__Instruction__: Please edit the items below so that "power line" becomes "utility cable", leaving every other part unchanged.

__Provided entries__:
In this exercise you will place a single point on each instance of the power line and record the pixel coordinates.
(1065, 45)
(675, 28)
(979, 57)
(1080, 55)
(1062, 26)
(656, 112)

__Full output__:
In this exercise you will place a single point on each instance of the utility cable and record the pixel coordinates.
(1065, 45)
(675, 28)
(979, 57)
(1080, 55)
(1062, 26)
(656, 112)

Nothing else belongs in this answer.